▶ _WHAT THIS TASK INVOLVES_
The entries are to be reproduced verbatim, and their pictures left out.

▶ _GIVEN INFORMATION_
· · ·

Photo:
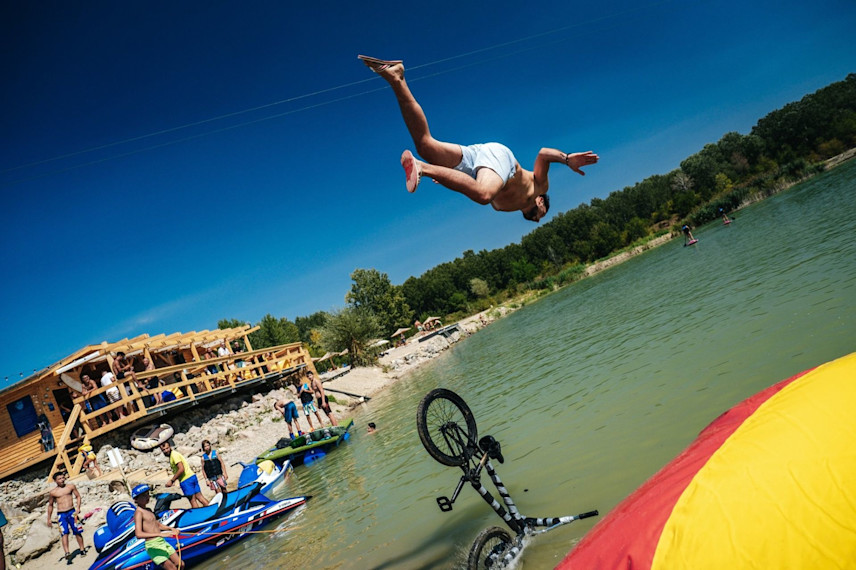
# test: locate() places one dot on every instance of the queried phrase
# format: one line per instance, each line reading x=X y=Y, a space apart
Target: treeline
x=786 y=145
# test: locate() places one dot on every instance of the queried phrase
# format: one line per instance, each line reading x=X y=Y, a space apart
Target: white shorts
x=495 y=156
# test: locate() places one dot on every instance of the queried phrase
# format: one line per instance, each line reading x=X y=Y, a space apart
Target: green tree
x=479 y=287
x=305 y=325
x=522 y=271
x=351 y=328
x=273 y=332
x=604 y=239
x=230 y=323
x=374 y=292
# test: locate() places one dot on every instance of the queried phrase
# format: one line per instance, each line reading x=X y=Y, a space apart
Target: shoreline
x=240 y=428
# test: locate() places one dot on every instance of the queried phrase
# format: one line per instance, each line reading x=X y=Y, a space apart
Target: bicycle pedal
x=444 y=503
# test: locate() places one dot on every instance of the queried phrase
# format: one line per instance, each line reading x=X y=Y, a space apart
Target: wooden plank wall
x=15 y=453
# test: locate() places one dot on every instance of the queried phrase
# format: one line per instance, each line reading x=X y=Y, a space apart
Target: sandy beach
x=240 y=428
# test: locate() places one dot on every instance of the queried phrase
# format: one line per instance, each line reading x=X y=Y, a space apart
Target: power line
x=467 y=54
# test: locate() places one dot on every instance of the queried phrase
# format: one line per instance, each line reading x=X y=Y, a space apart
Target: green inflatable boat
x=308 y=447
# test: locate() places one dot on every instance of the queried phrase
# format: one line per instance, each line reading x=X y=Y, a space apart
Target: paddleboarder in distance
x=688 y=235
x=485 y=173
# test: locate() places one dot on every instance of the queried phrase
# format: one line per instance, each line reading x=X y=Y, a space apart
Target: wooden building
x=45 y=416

· · ·

▶ _RESULT OF THE TASK_
Photo:
# test: locate() places one dot on every instance of the queried phrase
# format: one line per instance, each line reading x=X y=Y, a space apart
Target: treeline
x=786 y=145
# test: locate() places one dot on every instance of the queried phrase
# format: one line per instance, each line reading x=X y=Y, a space apart
Target: white shorts
x=495 y=156
# test: locate() places one dot on every instance of the queried phrase
# format: one line per instance, each line reading x=X y=Y, a space apart
Target: green tree
x=479 y=287
x=305 y=325
x=522 y=271
x=351 y=328
x=273 y=332
x=604 y=239
x=230 y=323
x=374 y=292
# test: locate() places one dot on every instance of the queried phrase
# format: one line per instance, each line reading x=X y=Y, a space apart
Target: shoreline
x=240 y=428
# test: locate() places one dot on every instance of the queried phrase
# format: one line per instance, each line reading x=X y=Y, a space apart
Target: bicycle pedal
x=444 y=503
# test: locate() places one dot on every instance of the queried phrase
# format: one line per instance, each line reading x=X y=Y, a space apart
Target: wooden plank wall
x=15 y=453
# test: locate() places one dot on every instance of the queried phrase
# format: one line per instance, each line reading x=X y=Y, a space apart
Target: sandy beach
x=240 y=428
# test: locate() places one dot on every instance of the queried phrase
# format: one line per instance, each line reading x=X y=Y, a space apart
Target: power line
x=467 y=54
# test: locate() places one dot on every instance of the queried phrase
# format: one line per instance, each line reading x=X y=Y, a space apart
Target: green inflatable boat
x=308 y=447
# test: locate() places one dot on every instance of the queried phrase
# format: one line per instance, each line reading x=X y=Y, a space apart
Target: paddleboarder in distance
x=688 y=235
x=485 y=173
# test: locate() places one dot on every instance of the queried phrase
# format: one line per instance, each line reading x=X y=Y, a space apart
Target: wooden building
x=45 y=416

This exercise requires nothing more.